__Kaynak metin__
# # # # #

Evrendeki her şey Enerjidir!

0
2900

Benzer, benzeri çeker!
Evrendeki her şey Enerjidir!

Bildiğiniz gibi; bize okul hayatımız boyunca öğretilen şey; “maddenin yapı taşı atomdur” cümlesiydi. Evet bu kesinlikle doğru. Fakat bilim sınır tanımıyor ve asla elindekiyle yetinmiyor.

Madde atomlardan oluşur. Peki, atom neyden oluşuyor? Cevaplarınızı duyar gibiyim. Nötronlar, protonlar, çekirdek. Peki çekirdeğin içinde ne var? İşte bu sorunun cevabı insanları çok şaşırttı. Çekirdeğin içinde “Kuark” denen enerjiler var. Bu enerjiler ise sürekli titreşim halinde ve belirli frekanslar halinde sinyaller gönderiyor.

Aslında madde olarak gördüğümüz katı cisimler tamamıyla enerjiden oluşuyor. Evet, biz aslında enerji denizinde yüzüyoruz. Evrende her şey enerjidir ve her enerji kendisine benzeyen diğer enerjileri çeker.

Çekim yasası evrenin en temel yasalarından biridir. Evrende makro düzeyde gezegenler, yıldızlar birbirini çeker, mikro düzeyde ise bir atomun yapısında atomun çekirdeği elektronlara çok hassas bir çekim gücü uygular ve çekim gücü sayesinde atom dağılmadan var olabilir. Evrenin her biriminde çekim gücü vardır ve şunu rahatlıkla söyleyebiliriz ki, bu yasa olmasaydı evren var olmazdı.

Kuantum fizikçileri evrendeki her şey enerjiden oluştuğunu kanıtladı. Maddenin en küçük birimi enerjidir. Peki, çekim yasasının bu enerji kavramı ile ilişkisi ne? Şimdi onu açıklayalım. İnsan beyni bir gün içinde 60.000 tane düşünce üretebilmektedir. Bu düşüncelerin hepsi bir frekansa sahiptir. Yani diğer bir deyişle düşüncelerimiz somutlaşır. İstediğimiz cisim enerjiden oluşur ve bir frekans yayar; düşüncelerimiz de bir frekans yayar. Bu iki frekans mutlaka evrende birbirini çekecektir.

Çekim yasası; “benzer, benzeri çeker” şeklindeki sloganı her şeyi özetliyor. İnsan dev bir mıknatıs gibidir. Düşüncelerimiz ile evrene sürekli mesaj gönderiyoruz. Bu düşünceler belirli bir frekansta enerjiye dönüşüyor. Bu frekans gidip kendine en çok benzeyen frekans ile örtüşüyor. Böylece düşündüğümüz şey her ne ise bize doğru yaklaşıyor. Örneğin, araba sahibi olmak istiyoruz. İstediğimiz bu arabanın yaydığı bir frekans var. Bizim düşüncelerimizin de belli bir frekansı var. İşte bu iki frekans evrende birbiri ile buluşuyor. Sorun şu ki; insanların birçoğu istemediği şeyleri düşünür! Sonra da neden bütün olumsuzlukların tekrar tekrar başlarına geldiğini merak ederler.

# # # # #

Toplanan veriler
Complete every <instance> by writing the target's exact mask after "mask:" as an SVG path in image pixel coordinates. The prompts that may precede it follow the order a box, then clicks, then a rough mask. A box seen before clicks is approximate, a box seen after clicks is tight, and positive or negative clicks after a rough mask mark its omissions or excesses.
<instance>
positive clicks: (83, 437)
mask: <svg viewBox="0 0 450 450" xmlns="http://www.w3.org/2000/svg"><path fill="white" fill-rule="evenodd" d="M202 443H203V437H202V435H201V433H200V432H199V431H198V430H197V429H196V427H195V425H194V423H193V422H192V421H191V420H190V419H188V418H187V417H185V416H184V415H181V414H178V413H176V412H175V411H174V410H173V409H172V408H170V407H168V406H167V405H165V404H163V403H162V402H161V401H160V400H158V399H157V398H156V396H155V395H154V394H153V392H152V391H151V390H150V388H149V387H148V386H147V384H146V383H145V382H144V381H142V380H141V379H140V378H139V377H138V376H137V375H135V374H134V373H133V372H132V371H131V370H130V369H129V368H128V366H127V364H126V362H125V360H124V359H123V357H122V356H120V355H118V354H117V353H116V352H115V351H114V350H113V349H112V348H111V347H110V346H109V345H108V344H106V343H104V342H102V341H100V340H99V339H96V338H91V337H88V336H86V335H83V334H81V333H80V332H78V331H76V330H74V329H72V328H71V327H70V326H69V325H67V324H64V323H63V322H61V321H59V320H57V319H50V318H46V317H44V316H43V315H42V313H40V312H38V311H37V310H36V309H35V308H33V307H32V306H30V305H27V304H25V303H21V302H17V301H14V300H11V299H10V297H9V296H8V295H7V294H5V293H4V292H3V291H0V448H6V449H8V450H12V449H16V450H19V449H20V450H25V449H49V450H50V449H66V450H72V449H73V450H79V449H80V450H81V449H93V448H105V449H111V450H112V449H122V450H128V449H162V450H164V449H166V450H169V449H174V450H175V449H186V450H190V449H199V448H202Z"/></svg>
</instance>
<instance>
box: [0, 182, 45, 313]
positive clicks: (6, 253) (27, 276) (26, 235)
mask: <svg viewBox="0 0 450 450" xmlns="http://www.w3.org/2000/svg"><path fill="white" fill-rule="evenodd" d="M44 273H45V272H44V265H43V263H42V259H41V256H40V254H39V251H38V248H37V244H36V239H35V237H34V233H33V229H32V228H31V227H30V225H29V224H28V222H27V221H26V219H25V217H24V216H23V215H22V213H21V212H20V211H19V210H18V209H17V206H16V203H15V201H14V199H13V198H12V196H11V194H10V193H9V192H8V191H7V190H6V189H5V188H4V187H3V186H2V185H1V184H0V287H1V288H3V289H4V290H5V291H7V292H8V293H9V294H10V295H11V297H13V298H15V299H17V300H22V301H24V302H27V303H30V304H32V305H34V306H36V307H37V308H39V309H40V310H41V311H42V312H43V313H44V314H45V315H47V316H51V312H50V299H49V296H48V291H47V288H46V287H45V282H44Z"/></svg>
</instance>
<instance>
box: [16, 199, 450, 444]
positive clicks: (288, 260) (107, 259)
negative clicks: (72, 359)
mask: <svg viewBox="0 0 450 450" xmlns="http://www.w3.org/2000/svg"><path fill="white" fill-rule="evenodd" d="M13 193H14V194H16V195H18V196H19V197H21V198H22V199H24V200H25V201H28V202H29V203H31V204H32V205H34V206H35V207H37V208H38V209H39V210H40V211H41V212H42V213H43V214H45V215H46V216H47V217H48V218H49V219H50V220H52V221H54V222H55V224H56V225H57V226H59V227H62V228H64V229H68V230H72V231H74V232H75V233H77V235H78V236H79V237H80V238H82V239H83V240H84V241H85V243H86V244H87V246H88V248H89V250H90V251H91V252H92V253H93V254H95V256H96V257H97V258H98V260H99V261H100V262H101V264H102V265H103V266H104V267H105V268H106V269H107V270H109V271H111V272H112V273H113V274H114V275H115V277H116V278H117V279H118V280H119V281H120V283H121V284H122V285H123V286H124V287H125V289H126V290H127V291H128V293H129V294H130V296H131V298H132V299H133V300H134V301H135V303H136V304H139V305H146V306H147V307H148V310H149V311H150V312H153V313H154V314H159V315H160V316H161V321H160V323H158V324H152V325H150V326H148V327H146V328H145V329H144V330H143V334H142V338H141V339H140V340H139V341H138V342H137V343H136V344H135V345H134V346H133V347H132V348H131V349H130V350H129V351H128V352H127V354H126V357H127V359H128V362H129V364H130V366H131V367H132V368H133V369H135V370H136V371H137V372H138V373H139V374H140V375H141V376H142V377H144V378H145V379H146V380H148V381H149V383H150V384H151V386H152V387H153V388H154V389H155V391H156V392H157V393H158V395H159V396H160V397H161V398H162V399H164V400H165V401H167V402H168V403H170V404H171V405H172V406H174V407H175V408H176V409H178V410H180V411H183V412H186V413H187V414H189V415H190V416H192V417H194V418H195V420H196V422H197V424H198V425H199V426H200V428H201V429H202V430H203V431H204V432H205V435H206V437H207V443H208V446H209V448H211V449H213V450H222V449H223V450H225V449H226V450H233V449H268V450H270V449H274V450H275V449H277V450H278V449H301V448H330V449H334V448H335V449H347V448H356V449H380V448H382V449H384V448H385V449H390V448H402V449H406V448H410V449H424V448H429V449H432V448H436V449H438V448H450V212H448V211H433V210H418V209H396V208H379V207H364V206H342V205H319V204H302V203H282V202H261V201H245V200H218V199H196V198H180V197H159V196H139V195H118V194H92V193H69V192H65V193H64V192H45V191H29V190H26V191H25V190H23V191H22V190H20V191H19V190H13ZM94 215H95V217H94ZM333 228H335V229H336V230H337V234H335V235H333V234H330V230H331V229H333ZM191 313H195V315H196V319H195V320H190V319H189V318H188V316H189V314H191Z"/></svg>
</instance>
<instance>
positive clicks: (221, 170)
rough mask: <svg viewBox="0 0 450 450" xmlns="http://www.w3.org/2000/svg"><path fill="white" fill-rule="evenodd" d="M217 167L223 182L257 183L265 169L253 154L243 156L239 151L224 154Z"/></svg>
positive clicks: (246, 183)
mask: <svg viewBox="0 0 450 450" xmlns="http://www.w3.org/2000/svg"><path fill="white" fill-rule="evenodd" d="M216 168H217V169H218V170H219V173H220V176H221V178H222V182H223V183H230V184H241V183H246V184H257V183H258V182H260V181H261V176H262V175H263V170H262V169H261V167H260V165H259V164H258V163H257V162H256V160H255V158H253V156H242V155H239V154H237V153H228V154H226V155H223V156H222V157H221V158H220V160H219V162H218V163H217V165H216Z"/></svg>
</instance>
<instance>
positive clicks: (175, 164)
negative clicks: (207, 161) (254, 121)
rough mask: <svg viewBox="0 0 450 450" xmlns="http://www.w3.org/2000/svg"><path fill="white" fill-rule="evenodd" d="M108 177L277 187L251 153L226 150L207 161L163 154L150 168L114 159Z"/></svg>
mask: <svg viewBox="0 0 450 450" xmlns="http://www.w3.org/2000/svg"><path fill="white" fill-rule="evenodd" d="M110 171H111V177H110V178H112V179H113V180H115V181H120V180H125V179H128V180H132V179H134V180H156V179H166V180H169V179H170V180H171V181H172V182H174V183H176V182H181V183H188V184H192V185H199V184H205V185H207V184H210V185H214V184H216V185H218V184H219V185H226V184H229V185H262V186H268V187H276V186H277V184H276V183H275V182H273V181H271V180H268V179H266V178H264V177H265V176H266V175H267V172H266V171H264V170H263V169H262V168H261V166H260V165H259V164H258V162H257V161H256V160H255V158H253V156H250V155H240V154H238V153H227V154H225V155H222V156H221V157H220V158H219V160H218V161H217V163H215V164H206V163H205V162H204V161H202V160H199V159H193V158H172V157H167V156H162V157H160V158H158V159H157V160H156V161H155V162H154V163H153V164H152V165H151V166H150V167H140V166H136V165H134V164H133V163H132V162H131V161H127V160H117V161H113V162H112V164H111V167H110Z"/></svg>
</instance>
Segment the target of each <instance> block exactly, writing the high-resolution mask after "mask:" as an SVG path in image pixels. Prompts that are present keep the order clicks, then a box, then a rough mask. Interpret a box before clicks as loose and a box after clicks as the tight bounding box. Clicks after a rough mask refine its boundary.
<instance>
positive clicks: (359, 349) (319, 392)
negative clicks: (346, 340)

# # # # #

__Görevleriniz__
- a) Kaynak metne göre insan beyni bir gün içinde kaç düşünce üretebilir?
- b) Satırlardan "after" dizesini içerenlerin hepsini aynen döndür.
Satırların kaynak metinle hiçbir ilgisi yoktur.

__Sırayla yanıtlar__
- a) 60.000 düşünce.

- b)
Complete every <instance> by writing the target's exact mask after "mask:" as an SVG path in image pixel coordinates. The prompts that may precede it follow the order a box, then clicks, then a rough mask. A box seen before clicks is approximate, a box seen after clicks is tight, and positive or negative clicks after a rough mask mark its omissions or excesses.
Segment the target of each <instance> block exactly, writing the high-resolution mask after "mask:" as an SVG path in image pixels. Prompts that are present keep the order clicks, then a box, then a rough mask. Interpret a box before clicks as loose and a box after clicks as the tight bounding box. Clicks after a rough mask refine its boundary.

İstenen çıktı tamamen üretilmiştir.